■ ЗАДАНИЕ A:
Перепишите слово в слово строки перечня, начиная со строки, в которой есть «the train destination», и до конца перечня, обе крайние строки включительно.
====
Но и нищеты с отчаянием мало, чтобы возбудить Социальную Революцию. Они способны произвести личные или, много, местные бунты, но недостаточны, чтобы поднять целые народные массы. Для этого необходим еще общенародный идеал, вырабатывающийся всегда исторически из глубины народного инстинкта, воспитанного, расширенного и освещенного рядом знаменательных происшествий, тяжелых и горьких опытов,-- нужно общее представление о своем праве и глубокая, страстная, можно сказать, религиозная вера в это право. Когда такой идеал и такая вера в народе встречаются вместе с нищетою, доводящею его до отчаяния, тогда Социальная Революция неотвратима, близка, и никакая сила не может ей воспрепятствовать.
====
■ ЗАДАНИЕ B:
Изложите отрывок о Социальной Революции в двух предложениях.
====
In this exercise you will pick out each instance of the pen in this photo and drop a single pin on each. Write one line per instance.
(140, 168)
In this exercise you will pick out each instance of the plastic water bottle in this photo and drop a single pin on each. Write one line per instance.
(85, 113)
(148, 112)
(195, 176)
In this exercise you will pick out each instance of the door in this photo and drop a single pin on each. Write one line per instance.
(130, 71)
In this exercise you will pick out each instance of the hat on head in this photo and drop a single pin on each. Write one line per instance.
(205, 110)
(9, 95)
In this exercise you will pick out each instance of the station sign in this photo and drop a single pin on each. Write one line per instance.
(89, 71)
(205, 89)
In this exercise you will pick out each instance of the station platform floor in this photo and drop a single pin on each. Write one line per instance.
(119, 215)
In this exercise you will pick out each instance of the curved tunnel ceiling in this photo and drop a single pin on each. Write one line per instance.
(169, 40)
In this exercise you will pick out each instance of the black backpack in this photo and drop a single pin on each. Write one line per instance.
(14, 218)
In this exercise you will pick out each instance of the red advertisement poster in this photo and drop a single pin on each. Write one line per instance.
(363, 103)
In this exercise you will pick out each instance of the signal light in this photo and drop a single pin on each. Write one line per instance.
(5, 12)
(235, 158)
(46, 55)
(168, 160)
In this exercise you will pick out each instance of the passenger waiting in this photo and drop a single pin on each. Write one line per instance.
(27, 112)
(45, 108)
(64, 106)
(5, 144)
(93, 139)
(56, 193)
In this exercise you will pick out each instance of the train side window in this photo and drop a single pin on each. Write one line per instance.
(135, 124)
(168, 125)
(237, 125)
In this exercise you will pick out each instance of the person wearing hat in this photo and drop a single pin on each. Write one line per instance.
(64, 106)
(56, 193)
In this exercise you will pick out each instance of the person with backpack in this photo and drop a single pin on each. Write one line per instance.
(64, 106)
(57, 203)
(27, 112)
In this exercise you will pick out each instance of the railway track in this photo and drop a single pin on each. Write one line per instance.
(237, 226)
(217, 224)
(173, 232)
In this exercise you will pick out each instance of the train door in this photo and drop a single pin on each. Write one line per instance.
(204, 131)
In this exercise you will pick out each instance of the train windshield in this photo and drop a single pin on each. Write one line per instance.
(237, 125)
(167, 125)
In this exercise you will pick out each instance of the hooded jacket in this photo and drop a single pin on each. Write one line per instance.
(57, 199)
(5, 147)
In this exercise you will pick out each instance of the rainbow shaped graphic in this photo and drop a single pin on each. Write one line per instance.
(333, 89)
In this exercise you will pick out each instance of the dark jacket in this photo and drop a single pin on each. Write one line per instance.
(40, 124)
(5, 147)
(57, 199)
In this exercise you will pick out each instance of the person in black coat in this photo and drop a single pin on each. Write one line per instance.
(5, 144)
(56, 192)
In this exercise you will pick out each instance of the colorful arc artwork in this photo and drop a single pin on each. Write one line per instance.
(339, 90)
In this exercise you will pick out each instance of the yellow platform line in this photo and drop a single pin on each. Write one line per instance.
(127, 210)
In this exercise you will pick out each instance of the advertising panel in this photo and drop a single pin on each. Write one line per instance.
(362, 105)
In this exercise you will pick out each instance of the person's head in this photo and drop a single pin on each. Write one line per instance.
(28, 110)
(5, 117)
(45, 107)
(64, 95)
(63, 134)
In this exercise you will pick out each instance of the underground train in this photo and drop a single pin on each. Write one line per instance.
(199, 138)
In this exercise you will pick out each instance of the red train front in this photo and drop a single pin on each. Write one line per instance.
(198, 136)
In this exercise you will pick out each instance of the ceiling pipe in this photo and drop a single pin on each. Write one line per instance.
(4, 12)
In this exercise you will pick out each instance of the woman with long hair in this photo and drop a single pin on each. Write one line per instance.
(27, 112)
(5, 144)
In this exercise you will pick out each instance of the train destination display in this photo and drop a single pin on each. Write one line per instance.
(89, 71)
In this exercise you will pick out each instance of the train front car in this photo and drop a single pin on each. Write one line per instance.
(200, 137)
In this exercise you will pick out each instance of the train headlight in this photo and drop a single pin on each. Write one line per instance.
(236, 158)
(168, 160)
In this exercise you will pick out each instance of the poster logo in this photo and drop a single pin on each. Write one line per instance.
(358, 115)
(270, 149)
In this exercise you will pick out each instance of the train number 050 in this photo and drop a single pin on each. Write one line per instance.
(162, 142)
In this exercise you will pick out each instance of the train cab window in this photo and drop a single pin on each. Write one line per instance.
====
■ ОТВЕТ A:
In this exercise you will pick out each instance of the train destination display in this photo and drop a single pin on each. Write one line per instance.
(89, 71)
In this exercise you will pick out each instance of the train front car in this photo and drop a single pin on each. Write one line per instance.
(200, 137)
In this exercise you will pick out each instance of the train headlight in this photo and drop a single pin on each. Write one line per instance.
(236, 158)
(168, 160)
In this exercise you will pick out each instance of the poster logo in this photo and drop a single pin on each. Write one line per instance.
(358, 115)
(270, 149)
In this exercise you will pick out each instance of the train number 050 in this photo and drop a single pin on each. Write one line per instance.
(162, 142)
In this exercise you will pick out each instance of the train cab window in this photo and drop a single pin on each. Write one line per instance.

■ ОТВЕТ B:
Одних нищеты и отчаяния мало для Социальной Революции: они способны вызвать лишь личные или местные бунты, но не поднять целые народные массы. Для этого нужен ещё общенародный идеал, то есть общее представление о своём праве и страстная вера в это право, и когда такой идеал и такая вера встречаются с нищетой, доводящей народ до отчаяния, Социальная Революция становится неотвратимой.